Source information:
<<<<

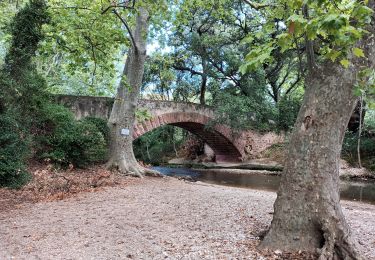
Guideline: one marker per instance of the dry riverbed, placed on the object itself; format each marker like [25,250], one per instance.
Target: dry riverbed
[155,218]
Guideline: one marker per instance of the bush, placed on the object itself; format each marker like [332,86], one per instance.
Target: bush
[67,141]
[101,124]
[14,150]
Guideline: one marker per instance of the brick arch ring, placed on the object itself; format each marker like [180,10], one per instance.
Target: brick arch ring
[218,138]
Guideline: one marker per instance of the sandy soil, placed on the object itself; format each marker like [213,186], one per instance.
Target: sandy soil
[155,219]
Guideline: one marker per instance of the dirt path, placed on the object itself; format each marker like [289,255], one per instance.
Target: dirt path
[155,219]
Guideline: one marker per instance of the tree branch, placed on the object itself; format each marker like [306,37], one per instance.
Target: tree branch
[124,5]
[256,6]
[127,28]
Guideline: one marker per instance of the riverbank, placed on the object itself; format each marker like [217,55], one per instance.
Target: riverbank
[267,167]
[156,218]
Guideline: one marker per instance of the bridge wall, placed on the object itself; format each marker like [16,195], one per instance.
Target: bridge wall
[227,144]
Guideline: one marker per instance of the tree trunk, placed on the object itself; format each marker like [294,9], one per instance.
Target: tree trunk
[202,96]
[307,211]
[123,112]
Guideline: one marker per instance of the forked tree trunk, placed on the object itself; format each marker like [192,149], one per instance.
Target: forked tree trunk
[307,211]
[123,112]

>>>>

What you are asked to do: Each line from the one containing "Target: brick arch ring" through the final line of the records must be repeated exactly, with no line added or dropped.

Task output:
Target: brick arch ring
[218,138]
Guideline: one marker per instance of the sandy soil, placed on the object itself; format each marker like [213,186], one per instance.
Target: sandy soil
[155,219]
Guideline: one marker per instance of the dirt path, placed on the object itself; format each marker like [289,255], one per instance.
Target: dirt path
[155,219]
Guideline: one marker per instance of the tree branch, placed on the object itself; format each marker like [306,37], one per instance.
Target: tree branch
[124,5]
[256,6]
[127,28]
Guideline: one marker per instance of the riverbank, placed on the object itself; format each marker like [217,55], one per instance.
Target: riverbank
[267,167]
[156,218]
Guideline: one marker per instance of the bridge wall, placed on the object itself; format each marker like [16,195], one per instance.
Target: bridge wall
[227,144]
Guideline: one marker per instance of the tree trunk, placed on the object itself; format each marker like [294,9], one per instance.
Target: tree trunk
[202,96]
[307,211]
[123,112]
Guideline: one marker per instance of the forked tree trunk, placed on the object itself; format each marker like [192,149], one per instance.
Target: forked tree trunk
[307,211]
[123,112]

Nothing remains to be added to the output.